__Request__: Rewrite all the rows below as a JSON list of strings with one string for each line. Skip blank lines and leave out the pictures.

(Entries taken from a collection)
++++
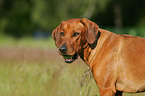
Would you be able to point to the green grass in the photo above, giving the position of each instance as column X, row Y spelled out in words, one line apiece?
column 48, row 75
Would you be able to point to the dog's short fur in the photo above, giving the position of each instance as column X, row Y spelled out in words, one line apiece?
column 117, row 61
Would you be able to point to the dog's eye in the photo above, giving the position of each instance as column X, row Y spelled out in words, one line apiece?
column 62, row 34
column 76, row 34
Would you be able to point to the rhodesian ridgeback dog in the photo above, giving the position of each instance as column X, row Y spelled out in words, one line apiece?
column 117, row 62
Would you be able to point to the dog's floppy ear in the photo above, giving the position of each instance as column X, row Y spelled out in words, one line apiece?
column 91, row 30
column 56, row 36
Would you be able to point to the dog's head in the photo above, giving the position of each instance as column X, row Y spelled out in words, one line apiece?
column 71, row 35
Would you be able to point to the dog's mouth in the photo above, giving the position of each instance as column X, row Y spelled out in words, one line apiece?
column 70, row 58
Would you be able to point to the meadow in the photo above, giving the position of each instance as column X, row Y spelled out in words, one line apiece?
column 33, row 67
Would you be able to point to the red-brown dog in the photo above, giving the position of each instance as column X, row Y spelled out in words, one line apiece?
column 117, row 61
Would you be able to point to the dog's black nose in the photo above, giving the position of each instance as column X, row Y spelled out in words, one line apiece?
column 63, row 49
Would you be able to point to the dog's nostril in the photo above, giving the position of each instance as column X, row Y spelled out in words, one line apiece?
column 63, row 49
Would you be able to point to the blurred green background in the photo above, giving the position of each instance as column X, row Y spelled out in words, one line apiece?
column 29, row 61
column 29, row 17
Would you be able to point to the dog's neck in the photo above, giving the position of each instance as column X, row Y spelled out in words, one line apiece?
column 89, row 53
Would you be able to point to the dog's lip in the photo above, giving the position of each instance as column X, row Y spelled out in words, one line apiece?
column 70, row 58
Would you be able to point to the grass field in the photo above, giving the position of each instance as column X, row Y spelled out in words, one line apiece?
column 30, row 67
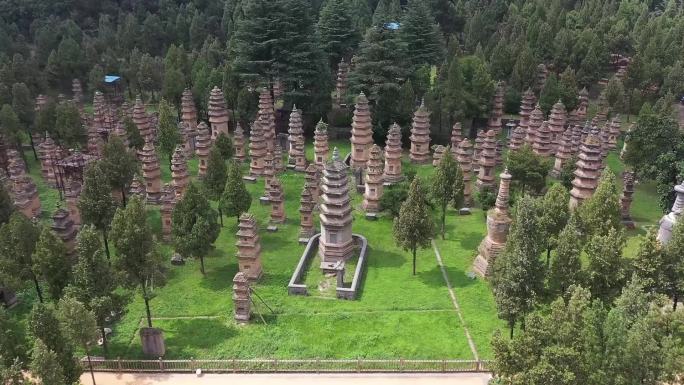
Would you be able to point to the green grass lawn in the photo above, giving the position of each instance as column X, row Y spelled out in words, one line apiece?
column 397, row 315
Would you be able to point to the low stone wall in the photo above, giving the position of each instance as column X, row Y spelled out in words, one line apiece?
column 295, row 287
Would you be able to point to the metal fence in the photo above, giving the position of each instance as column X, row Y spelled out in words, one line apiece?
column 288, row 366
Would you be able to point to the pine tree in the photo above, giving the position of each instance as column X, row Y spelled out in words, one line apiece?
column 94, row 280
column 566, row 266
column 414, row 227
column 44, row 326
column 606, row 271
column 18, row 239
column 50, row 262
column 45, row 365
column 518, row 273
column 119, row 164
column 442, row 186
column 168, row 134
column 339, row 36
column 555, row 215
column 95, row 203
column 235, row 199
column 137, row 257
column 6, row 205
column 421, row 35
column 79, row 326
column 214, row 181
column 194, row 226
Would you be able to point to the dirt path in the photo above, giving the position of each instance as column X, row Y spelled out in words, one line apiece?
column 452, row 294
column 287, row 379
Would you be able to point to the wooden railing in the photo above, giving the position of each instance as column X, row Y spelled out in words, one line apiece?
column 285, row 366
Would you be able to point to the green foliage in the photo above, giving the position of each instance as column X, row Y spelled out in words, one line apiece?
column 194, row 225
column 50, row 262
column 414, row 227
column 528, row 169
column 168, row 134
column 235, row 199
column 119, row 164
column 225, row 146
column 68, row 125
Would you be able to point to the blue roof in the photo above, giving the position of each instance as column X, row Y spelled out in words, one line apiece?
column 111, row 78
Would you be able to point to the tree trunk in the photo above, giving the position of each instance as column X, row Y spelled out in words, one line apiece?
column 104, row 240
column 104, row 341
column 90, row 365
column 147, row 304
column 38, row 291
column 123, row 196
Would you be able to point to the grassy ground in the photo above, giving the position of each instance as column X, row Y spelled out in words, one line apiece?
column 397, row 315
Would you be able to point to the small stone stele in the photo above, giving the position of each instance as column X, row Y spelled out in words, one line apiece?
column 152, row 341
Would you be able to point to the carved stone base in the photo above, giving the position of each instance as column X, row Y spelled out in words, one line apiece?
column 152, row 340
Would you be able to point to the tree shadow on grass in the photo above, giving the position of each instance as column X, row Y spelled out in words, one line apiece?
column 196, row 333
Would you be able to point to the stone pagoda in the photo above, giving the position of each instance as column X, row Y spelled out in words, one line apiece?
column 374, row 183
column 494, row 122
column 257, row 149
column 266, row 117
column 188, row 110
column 498, row 224
column 392, row 172
column 456, row 137
column 464, row 157
column 362, row 133
column 242, row 298
column 612, row 133
column 202, row 147
column 626, row 199
column 179, row 171
column 420, row 136
column 341, row 84
column 295, row 135
column 48, row 154
column 526, row 106
column 564, row 151
column 588, row 171
column 248, row 247
column 64, row 228
column 306, row 207
column 517, row 139
column 169, row 199
column 542, row 141
column 239, row 143
column 142, row 120
column 277, row 200
column 321, row 144
column 485, row 176
column 313, row 181
column 336, row 243
column 534, row 124
column 557, row 120
column 72, row 192
column 151, row 173
column 218, row 113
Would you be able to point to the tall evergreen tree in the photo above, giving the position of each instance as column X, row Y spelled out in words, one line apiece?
column 137, row 257
column 194, row 225
column 18, row 239
column 50, row 262
column 235, row 199
column 95, row 203
column 414, row 227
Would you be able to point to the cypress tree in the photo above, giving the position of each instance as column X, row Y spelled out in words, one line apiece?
column 194, row 226
column 414, row 227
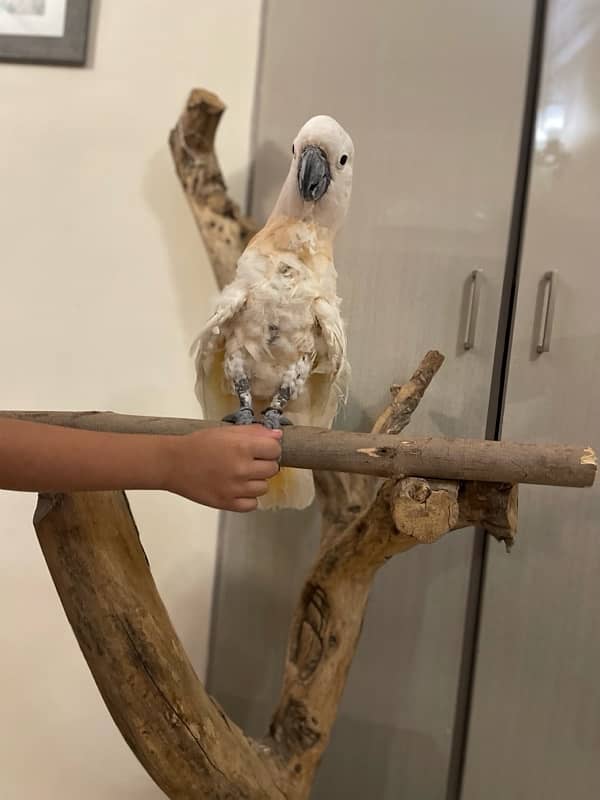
++++
__Finished task__:
[
  "Would you be able to point to the green grass in the photo above, giving the position of each instance as column X, row Y spelled out in words, one line apiece?",
  "column 48, row 75",
  "Would you be able to point to the dog's short fur in the photo above, giving the position of each instance as column X, row Y spelled out in words, one line apiece?",
  "column 117, row 61",
  "Would you be able to point to the dog's eye in the photo above, giving the position of each instance as column X, row Y spelled out in words, one line apiece?",
  "column 62, row 34",
  "column 76, row 34",
  "Would you be able to point to the rhodesian ridgeback dog in the photo above, giving the position of each instance as column X, row Y spelled out in words, one line apiece?",
  "column 117, row 62",
  "Would you be able to point to the dog's floppy ear in the photo above, giving the position of each instance as column X, row Y spelled out in words, one line apiece?",
  "column 91, row 30",
  "column 56, row 36",
  "Would you be able to point to the dog's head in the photo above, giving the position of each instance as column X, row Y spelled out in words, one line apiece?",
  "column 71, row 35",
  "Would you be able to point to the dog's mouth in the photo above, giving the position of each instance as column X, row Y spelled out in words, one line apiece?",
  "column 70, row 58",
  "Would you be able to point to the meadow in the photo above, giving the position of each instance as column X, row Y spelled out in words, one line apiece?",
  "column 33, row 67",
  "Would you be able to point to the red-brown dog in the photo above, giving the position of each instance as column X, row Y spelled out in words, one line apiece?",
  "column 117, row 61",
  "Would you be able to point to the dog's black nose in the photo above, giving the position of each instance as column X, row Y spelled out in words, one line apiece?",
  "column 63, row 49",
  "Would you be able to point to the dog's nostril in the photo above, giving the position of each instance as column X, row Y spelled out in words, one line apiece?",
  "column 63, row 49",
  "Would you be able to point to the blurred green background in the photo above, giving the position of each instance as column X, row Y spelled out in words, one line apiece?",
  "column 29, row 61",
  "column 29, row 17",
  "Would you be able to point to the dog's neck in the photo above, giving the position of each instance as column X, row Y spelled out in words, one line apiece?",
  "column 89, row 53",
  "Would you be able to point to the dog's lip in the photo above, giving the position of each instance as column X, row Y spelled out in words, one line apiece?",
  "column 70, row 58",
  "Would you be able to point to the grass field in the photo above, giving the position of each instance as column X, row Y spelled out in words, one line apiece?",
  "column 30, row 67",
  "Would you be able to point to the green grass lawn in the photo above, giving the position of each instance as column X, row Y spelled out in words, one line apiece?",
  "column 397, row 315",
  "Would you be able to point to the low stone wall in the photo above, giving the position of each instance as column X, row Y spelled out in words, one line apiece?",
  "column 295, row 287",
  "Would you be able to point to the metal fence in the photo above, giving the position of each instance as column X, row Y spelled out in words, one line apiece?",
  "column 288, row 366",
  "Would you be able to point to the pine tree in the photo above, giving the position of each instance as column X, row Y spelled out in words, one line apiece?",
  "column 94, row 280",
  "column 566, row 266",
  "column 414, row 227",
  "column 44, row 326",
  "column 606, row 271",
  "column 18, row 239",
  "column 50, row 262",
  "column 45, row 365",
  "column 518, row 273",
  "column 119, row 164",
  "column 442, row 186",
  "column 168, row 134",
  "column 339, row 36",
  "column 555, row 215",
  "column 95, row 203",
  "column 235, row 199",
  "column 137, row 257",
  "column 6, row 205",
  "column 421, row 35",
  "column 79, row 326",
  "column 214, row 181",
  "column 194, row 226",
  "Would you be able to point to the dirt path in the photo above, giving the position of each instance as column X, row Y spelled out in words, one line apiece?",
  "column 452, row 294",
  "column 287, row 379",
  "Would you be able to point to the wooden railing in the photo above, giving the position of each instance as column X, row Y spelled out in words, one line apiece?",
  "column 285, row 366",
  "Would you be able to point to the green foliage in the photo above, giving the position of each instance as column X, row Y spelled out in words, one line apiece?",
  "column 194, row 225",
  "column 50, row 262",
  "column 414, row 227",
  "column 528, row 169",
  "column 168, row 134",
  "column 235, row 199",
  "column 119, row 164",
  "column 225, row 146",
  "column 68, row 125",
  "Would you be able to point to the blue roof in the photo above, giving the position of each instance as column X, row Y spelled out in words, one line apiece?",
  "column 111, row 78",
  "Would you be able to point to the tree trunk in the photo above, giving the position of each instance as column X, row Y spelled out in words, one line apiece?",
  "column 104, row 240",
  "column 104, row 341",
  "column 90, row 365",
  "column 147, row 304",
  "column 38, row 291",
  "column 123, row 196",
  "Would you be able to point to the grassy ground in the photo above, giving the position of each instance as column X, row Y spelled out in words, one line apiece?",
  "column 397, row 315",
  "Would you be able to point to the small stone stele in the photo above, giving the position of each instance as column X, row Y spelled out in words, one line apiece?",
  "column 152, row 341",
  "Would you be able to point to the carved stone base in the photo above, giving the position of each instance as column X, row Y spelled out in words, one line apiece?",
  "column 152, row 340",
  "Would you be able to point to the tree shadow on grass in the photo above, giving the position of each instance as column X, row Y spelled out in words, one line apiece?",
  "column 196, row 333",
  "Would you be able to point to the stone pagoda in the photo above, giving the position of each instance as column X, row Y spelled out in words, one line apiece?",
  "column 374, row 183",
  "column 494, row 122",
  "column 257, row 149",
  "column 266, row 117",
  "column 188, row 110",
  "column 498, row 224",
  "column 392, row 172",
  "column 456, row 137",
  "column 464, row 157",
  "column 362, row 133",
  "column 242, row 298",
  "column 612, row 133",
  "column 202, row 147",
  "column 626, row 199",
  "column 179, row 171",
  "column 420, row 136",
  "column 341, row 84",
  "column 295, row 135",
  "column 48, row 154",
  "column 526, row 106",
  "column 564, row 151",
  "column 588, row 171",
  "column 248, row 247",
  "column 64, row 228",
  "column 306, row 207",
  "column 517, row 139",
  "column 169, row 199",
  "column 542, row 141",
  "column 239, row 143",
  "column 142, row 120",
  "column 277, row 200",
  "column 321, row 144",
  "column 485, row 176",
  "column 313, row 181",
  "column 336, row 243",
  "column 534, row 124",
  "column 557, row 120",
  "column 72, row 192",
  "column 151, row 173",
  "column 218, row 113",
  "Would you be able to point to the tall evergreen tree in the photo above, giving the position of each instance as column X, row Y spelled out in words, one line apiece?",
  "column 137, row 257",
  "column 194, row 225",
  "column 18, row 239",
  "column 50, row 262",
  "column 235, row 199",
  "column 95, row 203",
  "column 414, row 227",
  "Would you be able to point to the cypress tree in the photo above, giving the position of each instance as column X, row Y spelled out in words, one line apiece?",
  "column 194, row 226",
  "column 414, row 227"
]